===== Dataset rows
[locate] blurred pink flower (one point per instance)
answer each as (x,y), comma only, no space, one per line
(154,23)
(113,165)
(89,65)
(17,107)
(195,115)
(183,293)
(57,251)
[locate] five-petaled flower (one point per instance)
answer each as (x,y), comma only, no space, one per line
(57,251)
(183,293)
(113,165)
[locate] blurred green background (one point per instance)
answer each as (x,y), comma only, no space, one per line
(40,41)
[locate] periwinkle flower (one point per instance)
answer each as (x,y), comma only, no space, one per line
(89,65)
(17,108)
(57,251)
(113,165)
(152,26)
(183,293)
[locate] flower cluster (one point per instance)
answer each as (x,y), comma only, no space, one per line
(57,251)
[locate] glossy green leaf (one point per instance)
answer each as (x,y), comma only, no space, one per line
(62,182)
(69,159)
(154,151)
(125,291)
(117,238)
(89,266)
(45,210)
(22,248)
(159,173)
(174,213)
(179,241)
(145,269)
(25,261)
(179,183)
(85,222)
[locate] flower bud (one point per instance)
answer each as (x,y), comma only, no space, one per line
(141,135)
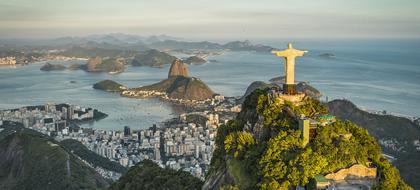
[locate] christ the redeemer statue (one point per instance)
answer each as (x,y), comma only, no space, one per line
(289,55)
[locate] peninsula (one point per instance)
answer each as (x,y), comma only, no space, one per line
(178,87)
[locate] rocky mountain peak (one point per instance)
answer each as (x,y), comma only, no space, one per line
(178,68)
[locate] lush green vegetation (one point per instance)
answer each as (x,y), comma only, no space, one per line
(387,127)
(148,175)
(280,161)
(80,150)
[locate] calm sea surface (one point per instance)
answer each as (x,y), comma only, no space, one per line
(374,74)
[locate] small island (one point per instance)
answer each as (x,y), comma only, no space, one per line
(109,86)
(52,67)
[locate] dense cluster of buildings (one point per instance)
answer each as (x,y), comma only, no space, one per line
(7,60)
(182,143)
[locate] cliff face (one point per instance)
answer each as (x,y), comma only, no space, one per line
(180,87)
(178,68)
(30,160)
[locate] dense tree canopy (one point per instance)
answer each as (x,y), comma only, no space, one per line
(282,161)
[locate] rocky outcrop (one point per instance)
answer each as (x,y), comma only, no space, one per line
(178,68)
(302,87)
(180,87)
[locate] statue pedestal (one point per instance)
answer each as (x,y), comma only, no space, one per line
(295,99)
(289,89)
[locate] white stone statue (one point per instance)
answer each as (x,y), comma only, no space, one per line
(289,55)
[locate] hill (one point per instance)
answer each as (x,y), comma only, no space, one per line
(402,131)
(109,86)
(152,58)
(276,83)
(263,148)
(247,46)
(178,68)
(180,87)
(30,160)
(148,175)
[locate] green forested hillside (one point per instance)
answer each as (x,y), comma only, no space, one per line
(262,148)
(30,160)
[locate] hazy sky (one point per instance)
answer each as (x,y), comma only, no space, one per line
(212,18)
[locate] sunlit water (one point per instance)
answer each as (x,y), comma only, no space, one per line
(376,75)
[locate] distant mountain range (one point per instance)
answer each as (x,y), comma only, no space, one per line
(119,41)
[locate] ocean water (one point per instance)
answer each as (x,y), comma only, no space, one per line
(374,74)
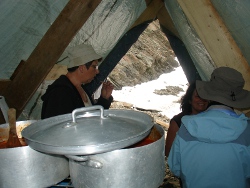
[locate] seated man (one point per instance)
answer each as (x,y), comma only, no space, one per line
(212,148)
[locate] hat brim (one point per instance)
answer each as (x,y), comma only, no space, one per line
(206,90)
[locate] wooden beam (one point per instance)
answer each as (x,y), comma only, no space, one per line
(215,36)
(47,52)
(150,12)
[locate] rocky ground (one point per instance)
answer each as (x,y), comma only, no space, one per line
(170,181)
(143,63)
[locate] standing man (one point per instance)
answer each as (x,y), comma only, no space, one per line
(212,149)
(66,93)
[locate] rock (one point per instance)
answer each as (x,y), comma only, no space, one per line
(146,60)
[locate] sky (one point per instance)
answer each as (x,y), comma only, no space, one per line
(143,96)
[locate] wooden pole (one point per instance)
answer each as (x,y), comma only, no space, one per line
(47,52)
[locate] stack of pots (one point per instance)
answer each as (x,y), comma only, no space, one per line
(99,145)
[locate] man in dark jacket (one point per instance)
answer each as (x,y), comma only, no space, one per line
(66,93)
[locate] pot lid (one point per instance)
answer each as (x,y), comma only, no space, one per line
(88,130)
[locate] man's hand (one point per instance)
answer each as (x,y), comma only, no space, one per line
(107,89)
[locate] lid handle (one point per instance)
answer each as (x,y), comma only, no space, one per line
(87,109)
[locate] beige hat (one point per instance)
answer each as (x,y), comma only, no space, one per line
(81,55)
(226,87)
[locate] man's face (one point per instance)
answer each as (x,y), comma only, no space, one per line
(91,72)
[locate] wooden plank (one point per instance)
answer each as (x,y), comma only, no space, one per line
(166,21)
(215,36)
(47,52)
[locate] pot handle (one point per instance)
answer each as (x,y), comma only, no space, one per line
(87,109)
(4,108)
(86,161)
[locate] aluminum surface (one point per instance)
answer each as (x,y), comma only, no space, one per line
(134,167)
(91,133)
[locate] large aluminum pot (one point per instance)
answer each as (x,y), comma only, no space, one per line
(132,167)
(24,167)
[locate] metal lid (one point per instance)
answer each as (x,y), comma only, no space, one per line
(94,130)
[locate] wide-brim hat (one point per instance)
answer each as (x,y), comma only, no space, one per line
(226,87)
(81,55)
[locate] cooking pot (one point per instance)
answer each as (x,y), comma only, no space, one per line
(92,139)
(24,167)
(130,167)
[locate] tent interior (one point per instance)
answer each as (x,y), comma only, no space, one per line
(36,35)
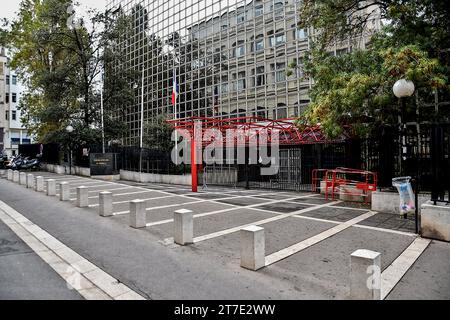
==========
- _Goal_
Reproduce all of the material above line for line without changing a character, and leave the pictures out.

- _Expected answer_
[locate] blurred pink flower (one point per instance)
answer each as (x,y), comma only, no space, one per line
(154,23)
(113,165)
(89,65)
(17,107)
(195,115)
(183,293)
(57,251)
[locate] five-petaled flower (one point per instance)
answer each as (x,y), comma only, no space, one per line
(57,251)
(183,293)
(113,165)
[locate] blurred green background (one point per instance)
answer each as (x,y), comma only, no space, one per line
(40,41)
[locate] periwinkle flower (one point per instance)
answer each as (x,y), comma only, no space, one per line
(89,65)
(17,108)
(57,251)
(113,165)
(152,26)
(183,293)
[locate] flower cluster (one point per instance)
answer each as (x,y), comma only, no space, one per line
(57,251)
[locate] glossy green leaf (one point per instance)
answer each as (x,y), comma only, no space, one per line
(62,182)
(69,159)
(154,151)
(125,291)
(117,238)
(89,266)
(45,210)
(22,248)
(159,173)
(174,213)
(179,241)
(145,269)
(25,261)
(179,183)
(85,222)
[locate] flower bud (one point per instance)
answer each as (x,y), comma only, no space, one per line
(141,135)
[locate] christ the redeemer statue (one point per instance)
answer each as (x,y), comma only, no space, one per line
(289,55)
[locate] peninsula (one point per instance)
answer each as (x,y), comma only, no space, one per line
(178,87)
[locate] rocky mountain peak (one point per instance)
answer each as (x,y), comma only, no space, one per line
(178,68)
[locate] lush green vegetation (one point per instance)
answer each as (x,y), comma only, no space, one per line
(387,127)
(148,175)
(280,161)
(80,150)
[locate] calm sea surface (one point per instance)
answer each as (x,y), comma only, no space, one per line
(374,74)
[locate] small island (one point per instance)
answer each as (x,y), comma only, no space, one per line
(109,86)
(52,67)
[locate] dense cluster of buildings (one point per instance)
answer each as (x,y), comma only, no space, one per line
(7,60)
(182,143)
[locate] cliff face (one point per instance)
answer each as (x,y), comma only, no space, one per line
(180,87)
(178,68)
(30,160)
[locate] dense tree canopy (one point per instance)
answer each as (x,y), comma only, no space, one per line
(282,161)
[locate] rocky outcrop (one point per instance)
answer each as (x,y), comma only, no space, one per line
(178,68)
(302,87)
(180,87)
[locate] statue pedestal (one point per instance)
answer each as (x,y), comma only, no space, one per line
(295,99)
(289,89)
[locate] white stone statue (one point per instance)
answer each as (x,y), comma only, no space, one per line
(289,55)
[locate] hill (one point per instance)
answer each as (x,y), comma only, no space, one per line
(402,131)
(109,86)
(152,58)
(276,83)
(263,148)
(247,46)
(178,68)
(180,87)
(30,160)
(148,175)
[locate] green forested hillside (one point per instance)
answer each as (x,y), comma only, no space, one per line
(262,148)
(30,160)
[locate] hazy sky (one point per instance)
answer each as (x,y), comma only, no space, one per line
(212,18)
[locate] sunlit water (one point per instance)
answer each as (x,y), comma only, no space, one per line
(376,75)
[locate] distant mountain range (one point per instance)
answer each as (x,y), comma only, no space, one per line
(119,41)
[locate] ocean water (one point per instance)
answer each as (x,y), comma only, no space, one per line
(374,74)
[locate] seated man (one point per instance)
answer each as (x,y), comma only, no space, one per line
(212,148)
[locate] hat brim (one point per instance)
answer each as (x,y), comma only, no space, one per line
(206,90)
[locate] wooden beam (one point per instance)
answer each as (x,y), comma only, no space, one per line
(215,36)
(47,52)
(150,12)
[locate] rocky ground (one point per instance)
answer each as (x,y), comma only, no space, one per line
(170,181)
(143,63)
[locate] standing man (one point per instance)
answer each as (x,y), comma only, no space, one per line
(212,149)
(66,93)
[locate] rock (one point per instance)
answer each as (x,y), comma only, no space, one per line
(146,60)
[locate] sky (one point per instance)
answer each as (x,y), comma only, no space, one per line
(143,96)
[locate] wooden pole (one point per instance)
answer each as (x,y), comma only, no space, one per line
(47,52)
[locate] stack of pots (one point per instance)
answer each as (x,y), comma only, no space, one per line
(99,145)
[locate] man in dark jacket (one point per instance)
answer each as (x,y), comma only, no space, one per line
(66,93)
[locate] pot lid (one point per instance)
answer each as (x,y), comma only, no space, one per line
(88,130)
[locate] man's hand (one point per instance)
answer each as (x,y), comma only, no space, one per line
(107,89)
[locate] lid handle (one point per instance)
answer each as (x,y), comma only, no space, one per line
(87,109)
[locate] beige hat (one point per instance)
answer each as (x,y), comma only, no space, one per line
(81,55)
(226,87)
[locate] man's face (one point per instance)
answer each as (x,y), comma only, no space, one per line
(91,72)
[locate] wooden plank (one point per instance)
answer each as (x,y), comma only, no space, one per line
(166,21)
(215,36)
(47,52)
[locate] pot handle (one point per instance)
answer each as (x,y), comma only, no space, one per line
(87,109)
(4,108)
(86,161)
[locate] aluminum surface (one point per instance)
answer each as (x,y), comma only, no space, one per line
(134,167)
(91,133)
[locate] large aluminum pot (one point per instance)
answer each as (x,y), comma only, no space, one per line
(132,167)
(24,167)
[locate] metal lid (one point per instance)
answer each as (x,y), comma only, no space, one per line
(94,130)
[locate] wide-brim hat (one point per instance)
answer each as (x,y), comma only, no space, one per line
(226,87)
(81,55)
[locate] cooking pot (one point per instance)
answer each as (x,y), comma only, no space, one per line
(92,139)
(24,167)
(130,167)
[locate] tent interior (one point per instance)
answer each as (x,y), comma only, no space, one per line
(36,35)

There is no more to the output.